_ASSIGNED TASK_: Output every record again so that it matches the original word for word.

##### SUPPLIED DATA #####

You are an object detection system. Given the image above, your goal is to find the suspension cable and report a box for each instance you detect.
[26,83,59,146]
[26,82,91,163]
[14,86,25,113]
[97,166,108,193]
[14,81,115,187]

#####

_SOLVED PROBLEM_:
You are an object detection system. Given the image above, your goal is to find the suspension cable and report a box for each instance you detect.
[26,83,59,146]
[26,82,91,163]
[14,86,25,113]
[97,166,108,193]
[14,81,115,187]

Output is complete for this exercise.